• BRIEF:
Reproduce, word for word, the passage of the text on coronavirus benefit changes that opens with the words containing "Apparently all this" and closes with "a low-income employee).".

[[ DOCUMENT SEGMENT, beginning ]]

In a press conference on new government policies to tackle the coronavirus, the Chancellor Rishi Sunak announced changes to the benefits system. This is what he said, and what it means:
Increasing the Universal Credit standard allowance for the next 12 months by £1,000 a year
The standard allowance for Universal Credit is the monthly baseline of money your household receives from the benefit (it differs, depending on the make-up of your household – if you’re single and 25 or over, for example, it’s £317.82). You then receive additional elements on top of this, such as for children and housing costs.
This change makes Universal Credit a more generous welfare system to those who do, or will, claim it by around £20 a week.
Apparently all this makes the welfare system £7bn more generous – for context, remember £12bn of welfare cuts were announced in 2015 to be implemented by the end of 2020.
Increasing the working tax credit basic element for the next 12 months by £1,000 a year
This applies to those still on the pre-Universal Credit system and will have the same effect as the above reform.
Suspending the minimum income floor for everyone affected by the economic impact of coronavirus
This is essentially help for self-employed people, whose Universal Credit payments are usually calculated on the basis of a minimum income floor – a calculation set at the national minimum wage based on how many hours you’re expected to work depending on your circumstances (in order to assume your earnings are similar to those of a low-income employee).

[[ DOCUMENT SEGMENT, end ]]
[[ DATASET RECORDS, beginning ]]

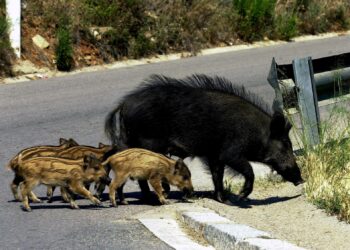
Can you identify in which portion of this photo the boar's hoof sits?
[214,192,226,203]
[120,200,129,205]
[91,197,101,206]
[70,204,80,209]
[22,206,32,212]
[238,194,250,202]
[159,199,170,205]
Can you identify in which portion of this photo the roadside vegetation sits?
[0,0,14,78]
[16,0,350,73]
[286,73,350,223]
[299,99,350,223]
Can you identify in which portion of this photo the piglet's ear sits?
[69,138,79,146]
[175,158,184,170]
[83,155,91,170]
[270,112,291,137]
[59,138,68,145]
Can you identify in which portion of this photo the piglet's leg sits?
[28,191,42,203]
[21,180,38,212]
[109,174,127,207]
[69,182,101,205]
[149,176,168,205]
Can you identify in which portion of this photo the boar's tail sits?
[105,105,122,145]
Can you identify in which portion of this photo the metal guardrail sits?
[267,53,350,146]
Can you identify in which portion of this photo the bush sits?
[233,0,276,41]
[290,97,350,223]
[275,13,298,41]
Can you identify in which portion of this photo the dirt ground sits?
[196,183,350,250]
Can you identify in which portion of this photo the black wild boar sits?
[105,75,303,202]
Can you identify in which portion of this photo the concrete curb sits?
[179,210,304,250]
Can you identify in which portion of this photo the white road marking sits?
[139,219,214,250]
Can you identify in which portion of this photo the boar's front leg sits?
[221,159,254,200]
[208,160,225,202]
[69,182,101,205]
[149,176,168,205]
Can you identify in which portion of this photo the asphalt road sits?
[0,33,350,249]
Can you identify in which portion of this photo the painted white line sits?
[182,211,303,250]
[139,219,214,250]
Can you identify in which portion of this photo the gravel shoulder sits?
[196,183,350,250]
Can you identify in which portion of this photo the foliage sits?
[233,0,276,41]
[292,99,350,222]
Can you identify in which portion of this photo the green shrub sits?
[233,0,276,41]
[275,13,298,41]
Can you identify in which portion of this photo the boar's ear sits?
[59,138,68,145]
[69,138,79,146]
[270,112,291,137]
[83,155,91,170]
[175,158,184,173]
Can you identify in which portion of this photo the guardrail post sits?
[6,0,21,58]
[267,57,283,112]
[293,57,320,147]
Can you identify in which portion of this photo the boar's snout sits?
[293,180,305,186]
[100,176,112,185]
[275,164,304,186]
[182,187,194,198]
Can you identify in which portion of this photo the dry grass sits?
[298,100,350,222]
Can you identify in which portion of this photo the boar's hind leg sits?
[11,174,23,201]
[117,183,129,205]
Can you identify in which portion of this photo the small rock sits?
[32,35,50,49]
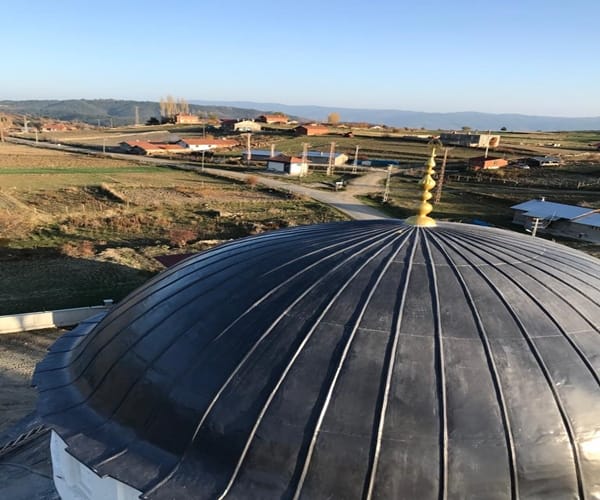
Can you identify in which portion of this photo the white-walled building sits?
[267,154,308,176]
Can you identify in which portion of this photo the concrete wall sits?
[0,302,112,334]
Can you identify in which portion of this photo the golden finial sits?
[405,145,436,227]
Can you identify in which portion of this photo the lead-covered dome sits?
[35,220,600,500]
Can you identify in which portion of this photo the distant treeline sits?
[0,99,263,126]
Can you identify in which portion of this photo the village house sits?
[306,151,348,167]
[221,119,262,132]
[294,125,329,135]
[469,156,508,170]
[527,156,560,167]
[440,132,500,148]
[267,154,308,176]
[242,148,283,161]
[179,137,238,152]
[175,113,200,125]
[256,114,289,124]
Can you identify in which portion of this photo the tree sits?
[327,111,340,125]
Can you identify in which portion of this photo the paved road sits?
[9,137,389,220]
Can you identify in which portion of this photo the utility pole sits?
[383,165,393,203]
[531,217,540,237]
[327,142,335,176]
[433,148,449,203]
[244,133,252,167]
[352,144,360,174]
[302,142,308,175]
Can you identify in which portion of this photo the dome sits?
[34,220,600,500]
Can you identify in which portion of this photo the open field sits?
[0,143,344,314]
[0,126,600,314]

[[ DATASET RECORDS, end ]]

• EXERCISE OUTPUT:
Apparently all this makes the welfare system £7bn more generous – for context, remember £12bn of welfare cuts were announced in 2015 to be implemented by the end of 2020.
Increasing the working tax credit basic element for the next 12 months by £1,000 a year
This applies to those still on the pre-Universal Credit system and will have the same effect as the above reform.
Suspending the minimum income floor for everyone affected by the economic impact of coronavirus
This is essentially help for self-employed people, whose Universal Credit payments are usually calculated on the basis of a minimum income floor – a calculation set at the national minimum wage based on how many hours you’re expected to work depending on your circumstances (in order to assume your earnings are similar to those of a low-income employee).